■ **DIRECTION**
Starting with the line that contains "Where can the orange in", set down each line through the end of the entries below, exactly and with nothing added.

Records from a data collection
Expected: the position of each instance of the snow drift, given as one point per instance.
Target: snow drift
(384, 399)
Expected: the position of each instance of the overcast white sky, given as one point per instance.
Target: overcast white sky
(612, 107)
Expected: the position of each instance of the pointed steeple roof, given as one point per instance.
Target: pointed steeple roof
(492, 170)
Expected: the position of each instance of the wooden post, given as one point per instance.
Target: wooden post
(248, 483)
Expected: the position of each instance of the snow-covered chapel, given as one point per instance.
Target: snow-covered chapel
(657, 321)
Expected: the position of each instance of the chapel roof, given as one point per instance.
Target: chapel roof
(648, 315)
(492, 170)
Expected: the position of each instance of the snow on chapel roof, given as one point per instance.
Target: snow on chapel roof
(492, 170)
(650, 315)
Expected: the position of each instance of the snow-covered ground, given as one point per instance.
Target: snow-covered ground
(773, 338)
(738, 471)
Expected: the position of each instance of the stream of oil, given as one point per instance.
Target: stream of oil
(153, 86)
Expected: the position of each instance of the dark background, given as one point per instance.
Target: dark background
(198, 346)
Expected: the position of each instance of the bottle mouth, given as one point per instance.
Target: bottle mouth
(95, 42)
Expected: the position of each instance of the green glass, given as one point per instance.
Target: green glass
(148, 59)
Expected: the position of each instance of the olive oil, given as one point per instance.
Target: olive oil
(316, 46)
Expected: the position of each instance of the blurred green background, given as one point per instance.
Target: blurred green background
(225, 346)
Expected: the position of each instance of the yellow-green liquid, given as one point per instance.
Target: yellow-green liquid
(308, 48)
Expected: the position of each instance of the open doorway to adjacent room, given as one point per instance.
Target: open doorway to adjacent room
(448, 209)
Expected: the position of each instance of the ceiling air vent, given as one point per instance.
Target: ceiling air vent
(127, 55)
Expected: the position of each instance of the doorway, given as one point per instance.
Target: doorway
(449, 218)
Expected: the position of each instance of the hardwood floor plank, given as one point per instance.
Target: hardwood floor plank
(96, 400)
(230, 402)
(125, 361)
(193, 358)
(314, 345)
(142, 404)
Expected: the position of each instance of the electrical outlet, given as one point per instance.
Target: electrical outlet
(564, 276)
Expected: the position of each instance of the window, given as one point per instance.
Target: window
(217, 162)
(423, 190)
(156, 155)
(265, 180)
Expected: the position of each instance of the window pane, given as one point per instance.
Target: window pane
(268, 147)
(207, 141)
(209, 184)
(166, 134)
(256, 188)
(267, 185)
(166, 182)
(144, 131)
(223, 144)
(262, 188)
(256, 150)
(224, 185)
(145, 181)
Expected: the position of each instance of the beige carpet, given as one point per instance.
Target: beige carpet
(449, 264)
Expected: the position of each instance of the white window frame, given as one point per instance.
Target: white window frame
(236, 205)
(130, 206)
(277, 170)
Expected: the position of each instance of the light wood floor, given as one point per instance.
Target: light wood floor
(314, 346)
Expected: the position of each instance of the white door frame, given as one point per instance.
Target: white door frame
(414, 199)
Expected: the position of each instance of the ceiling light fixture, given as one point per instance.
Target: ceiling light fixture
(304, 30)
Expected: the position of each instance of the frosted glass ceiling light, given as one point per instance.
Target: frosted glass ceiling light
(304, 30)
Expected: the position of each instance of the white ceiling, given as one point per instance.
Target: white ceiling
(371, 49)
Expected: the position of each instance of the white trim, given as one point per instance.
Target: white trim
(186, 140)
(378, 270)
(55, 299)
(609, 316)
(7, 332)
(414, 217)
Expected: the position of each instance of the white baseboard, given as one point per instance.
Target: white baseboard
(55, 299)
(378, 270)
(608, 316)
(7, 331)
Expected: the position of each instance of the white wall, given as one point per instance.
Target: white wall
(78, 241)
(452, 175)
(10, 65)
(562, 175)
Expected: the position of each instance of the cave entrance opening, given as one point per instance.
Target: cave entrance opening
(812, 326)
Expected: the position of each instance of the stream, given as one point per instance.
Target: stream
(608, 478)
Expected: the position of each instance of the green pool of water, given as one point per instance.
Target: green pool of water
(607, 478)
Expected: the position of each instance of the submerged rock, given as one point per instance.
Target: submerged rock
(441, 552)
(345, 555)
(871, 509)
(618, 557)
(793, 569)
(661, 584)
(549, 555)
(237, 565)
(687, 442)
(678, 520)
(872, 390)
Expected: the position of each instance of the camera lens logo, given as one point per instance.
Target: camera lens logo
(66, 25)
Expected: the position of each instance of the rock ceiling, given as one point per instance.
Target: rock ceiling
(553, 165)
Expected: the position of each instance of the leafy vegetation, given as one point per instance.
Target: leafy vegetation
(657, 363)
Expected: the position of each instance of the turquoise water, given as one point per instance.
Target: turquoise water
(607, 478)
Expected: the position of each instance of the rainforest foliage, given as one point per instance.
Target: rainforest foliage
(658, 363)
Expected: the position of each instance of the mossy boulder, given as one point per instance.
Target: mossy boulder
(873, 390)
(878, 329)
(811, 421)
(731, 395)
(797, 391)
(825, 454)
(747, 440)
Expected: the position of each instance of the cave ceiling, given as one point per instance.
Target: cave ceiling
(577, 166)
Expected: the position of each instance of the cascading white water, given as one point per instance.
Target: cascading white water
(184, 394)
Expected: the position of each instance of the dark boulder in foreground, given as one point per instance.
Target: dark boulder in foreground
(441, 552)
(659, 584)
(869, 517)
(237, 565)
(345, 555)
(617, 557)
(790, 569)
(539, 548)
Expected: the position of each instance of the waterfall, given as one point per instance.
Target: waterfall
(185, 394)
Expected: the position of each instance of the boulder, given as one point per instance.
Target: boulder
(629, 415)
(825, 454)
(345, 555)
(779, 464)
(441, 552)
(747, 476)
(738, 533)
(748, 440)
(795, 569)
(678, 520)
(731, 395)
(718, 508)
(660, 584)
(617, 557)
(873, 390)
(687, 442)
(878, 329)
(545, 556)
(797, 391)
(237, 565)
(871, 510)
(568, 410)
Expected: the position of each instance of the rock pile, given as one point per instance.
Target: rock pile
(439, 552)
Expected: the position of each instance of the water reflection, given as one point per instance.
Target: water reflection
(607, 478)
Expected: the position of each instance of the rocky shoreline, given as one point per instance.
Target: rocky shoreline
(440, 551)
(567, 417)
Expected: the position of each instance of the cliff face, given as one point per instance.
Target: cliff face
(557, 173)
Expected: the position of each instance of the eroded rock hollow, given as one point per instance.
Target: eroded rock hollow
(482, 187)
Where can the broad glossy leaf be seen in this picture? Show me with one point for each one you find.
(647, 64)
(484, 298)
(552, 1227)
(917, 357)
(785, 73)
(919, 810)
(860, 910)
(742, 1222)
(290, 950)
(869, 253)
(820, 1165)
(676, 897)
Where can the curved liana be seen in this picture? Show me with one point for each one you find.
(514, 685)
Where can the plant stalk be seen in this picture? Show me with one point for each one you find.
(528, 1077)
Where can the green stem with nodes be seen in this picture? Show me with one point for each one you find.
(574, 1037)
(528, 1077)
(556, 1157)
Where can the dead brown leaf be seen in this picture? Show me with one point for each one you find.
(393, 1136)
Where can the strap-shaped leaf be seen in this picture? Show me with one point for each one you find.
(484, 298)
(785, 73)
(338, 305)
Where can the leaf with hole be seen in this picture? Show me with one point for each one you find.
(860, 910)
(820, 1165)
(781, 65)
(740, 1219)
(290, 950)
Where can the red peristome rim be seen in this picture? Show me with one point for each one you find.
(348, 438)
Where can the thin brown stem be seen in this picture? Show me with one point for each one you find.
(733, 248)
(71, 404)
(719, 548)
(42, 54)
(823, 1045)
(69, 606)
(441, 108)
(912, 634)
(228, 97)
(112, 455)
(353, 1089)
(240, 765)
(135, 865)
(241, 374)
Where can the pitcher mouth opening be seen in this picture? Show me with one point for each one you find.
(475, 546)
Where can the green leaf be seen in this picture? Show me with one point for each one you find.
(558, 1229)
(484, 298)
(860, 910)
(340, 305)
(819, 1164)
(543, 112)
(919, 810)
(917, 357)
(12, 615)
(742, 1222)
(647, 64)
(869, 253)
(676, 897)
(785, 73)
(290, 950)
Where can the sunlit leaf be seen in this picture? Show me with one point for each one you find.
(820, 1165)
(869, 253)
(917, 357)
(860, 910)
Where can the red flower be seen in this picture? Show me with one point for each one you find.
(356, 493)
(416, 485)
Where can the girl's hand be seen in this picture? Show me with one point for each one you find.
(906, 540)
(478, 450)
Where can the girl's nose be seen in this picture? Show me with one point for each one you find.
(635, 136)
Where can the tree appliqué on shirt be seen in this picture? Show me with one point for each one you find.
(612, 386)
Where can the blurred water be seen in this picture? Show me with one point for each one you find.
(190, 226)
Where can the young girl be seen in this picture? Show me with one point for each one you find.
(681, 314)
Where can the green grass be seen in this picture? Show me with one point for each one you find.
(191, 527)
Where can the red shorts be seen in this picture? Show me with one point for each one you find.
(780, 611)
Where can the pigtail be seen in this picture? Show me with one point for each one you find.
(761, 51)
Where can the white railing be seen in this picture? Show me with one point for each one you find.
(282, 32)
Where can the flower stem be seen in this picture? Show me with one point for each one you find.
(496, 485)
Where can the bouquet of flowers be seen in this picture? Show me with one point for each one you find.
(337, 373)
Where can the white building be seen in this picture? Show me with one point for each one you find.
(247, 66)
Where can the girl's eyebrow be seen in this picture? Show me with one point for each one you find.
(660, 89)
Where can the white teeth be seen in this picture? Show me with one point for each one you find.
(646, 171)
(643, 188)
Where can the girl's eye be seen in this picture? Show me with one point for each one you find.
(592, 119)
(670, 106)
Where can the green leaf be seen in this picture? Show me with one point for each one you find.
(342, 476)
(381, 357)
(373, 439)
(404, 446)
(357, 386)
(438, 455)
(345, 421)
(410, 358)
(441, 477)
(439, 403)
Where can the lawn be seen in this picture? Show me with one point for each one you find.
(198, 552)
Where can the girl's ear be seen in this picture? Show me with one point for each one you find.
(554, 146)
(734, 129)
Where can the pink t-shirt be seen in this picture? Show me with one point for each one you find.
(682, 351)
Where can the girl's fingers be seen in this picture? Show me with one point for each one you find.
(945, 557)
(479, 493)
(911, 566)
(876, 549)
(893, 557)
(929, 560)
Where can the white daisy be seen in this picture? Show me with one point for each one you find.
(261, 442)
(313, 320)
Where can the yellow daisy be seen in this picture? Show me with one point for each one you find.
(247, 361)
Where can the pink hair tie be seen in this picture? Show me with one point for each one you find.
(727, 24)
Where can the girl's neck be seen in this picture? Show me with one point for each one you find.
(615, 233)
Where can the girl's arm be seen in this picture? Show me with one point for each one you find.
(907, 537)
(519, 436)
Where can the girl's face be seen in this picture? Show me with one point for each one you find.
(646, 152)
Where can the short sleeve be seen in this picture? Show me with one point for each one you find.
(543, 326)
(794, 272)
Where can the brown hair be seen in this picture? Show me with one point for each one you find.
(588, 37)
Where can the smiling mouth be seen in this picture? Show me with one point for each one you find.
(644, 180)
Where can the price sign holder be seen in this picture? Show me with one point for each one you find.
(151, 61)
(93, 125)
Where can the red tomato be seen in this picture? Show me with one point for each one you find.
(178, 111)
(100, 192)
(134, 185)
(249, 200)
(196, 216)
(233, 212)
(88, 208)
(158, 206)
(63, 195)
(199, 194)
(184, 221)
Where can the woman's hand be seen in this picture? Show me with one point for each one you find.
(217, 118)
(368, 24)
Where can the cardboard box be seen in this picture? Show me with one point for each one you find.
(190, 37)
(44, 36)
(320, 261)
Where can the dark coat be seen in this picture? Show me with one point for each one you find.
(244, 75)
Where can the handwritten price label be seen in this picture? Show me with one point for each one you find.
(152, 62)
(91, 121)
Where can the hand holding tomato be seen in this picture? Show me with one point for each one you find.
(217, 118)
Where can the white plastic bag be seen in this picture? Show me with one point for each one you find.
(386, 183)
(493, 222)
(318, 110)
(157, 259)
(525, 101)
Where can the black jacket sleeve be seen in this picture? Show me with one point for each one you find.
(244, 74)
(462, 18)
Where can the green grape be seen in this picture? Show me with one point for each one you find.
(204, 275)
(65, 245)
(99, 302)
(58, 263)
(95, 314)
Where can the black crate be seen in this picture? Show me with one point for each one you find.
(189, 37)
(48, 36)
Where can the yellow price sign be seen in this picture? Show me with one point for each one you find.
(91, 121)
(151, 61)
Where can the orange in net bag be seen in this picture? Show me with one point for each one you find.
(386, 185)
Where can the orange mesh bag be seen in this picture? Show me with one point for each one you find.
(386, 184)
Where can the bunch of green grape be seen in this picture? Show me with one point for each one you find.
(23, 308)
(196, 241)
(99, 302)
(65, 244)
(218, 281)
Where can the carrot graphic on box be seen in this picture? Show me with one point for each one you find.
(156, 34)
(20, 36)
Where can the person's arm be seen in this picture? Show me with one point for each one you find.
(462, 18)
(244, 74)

■ **SOLUTION FOR THIS TASK**
Where can the orange in net bag be seen in this picture? Show me with one point for each one you find.
(386, 185)
Where can the orange mesh bag be seen in this picture? Show me with one point for each one you find.
(386, 184)
Where can the bunch of green grape be seen in this picture? Show me with one point for each one you find.
(23, 308)
(196, 241)
(99, 302)
(65, 244)
(218, 281)
Where can the carrot graphic on box be seen in this picture? Show me with one point for each one you find.
(156, 34)
(20, 36)
Where can the person's arm be seen in this picture? Show me with one point for each one you find.
(462, 18)
(244, 74)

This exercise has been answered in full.